What is asked: Copy out all of these records line for line, leaving every character unchanged.

Region outline entries
━━━━━━━━━━━━━━━━

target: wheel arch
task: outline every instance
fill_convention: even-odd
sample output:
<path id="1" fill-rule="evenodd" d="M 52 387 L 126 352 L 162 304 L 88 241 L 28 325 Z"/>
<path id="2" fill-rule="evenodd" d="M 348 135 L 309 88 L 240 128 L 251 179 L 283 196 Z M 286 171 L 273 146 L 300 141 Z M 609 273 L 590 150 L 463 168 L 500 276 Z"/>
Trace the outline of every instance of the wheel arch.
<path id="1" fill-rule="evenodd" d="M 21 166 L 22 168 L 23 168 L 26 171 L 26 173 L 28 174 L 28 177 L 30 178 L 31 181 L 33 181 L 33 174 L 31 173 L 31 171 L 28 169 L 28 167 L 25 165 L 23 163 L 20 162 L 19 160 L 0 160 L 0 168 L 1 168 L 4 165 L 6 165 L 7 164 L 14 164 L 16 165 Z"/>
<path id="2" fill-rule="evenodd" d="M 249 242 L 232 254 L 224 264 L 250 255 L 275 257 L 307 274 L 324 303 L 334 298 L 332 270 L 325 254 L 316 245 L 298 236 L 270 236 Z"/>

━━━━━━━━━━━━━━━━

Correct answer:
target: wheel arch
task: outline every instance
fill_convention: even-odd
sample output:
<path id="1" fill-rule="evenodd" d="M 52 387 L 126 352 L 162 304 L 88 241 L 28 325 Z"/>
<path id="2" fill-rule="evenodd" d="M 348 135 L 309 88 L 240 128 L 251 179 L 283 196 Z M 286 171 L 273 146 L 300 141 Z M 609 273 L 590 150 L 463 168 L 500 276 Z"/>
Trace the outline of every instance of the wheel arch.
<path id="1" fill-rule="evenodd" d="M 21 166 L 22 168 L 23 168 L 26 171 L 26 173 L 28 174 L 28 177 L 30 178 L 31 181 L 33 181 L 33 174 L 31 173 L 31 171 L 28 169 L 28 167 L 25 165 L 23 163 L 20 162 L 19 160 L 0 160 L 0 168 L 1 168 L 4 165 L 6 165 L 7 164 L 14 164 L 16 165 Z"/>
<path id="2" fill-rule="evenodd" d="M 249 242 L 232 254 L 224 264 L 250 255 L 275 257 L 307 274 L 324 303 L 334 298 L 332 270 L 325 254 L 316 245 L 298 236 L 270 236 Z"/>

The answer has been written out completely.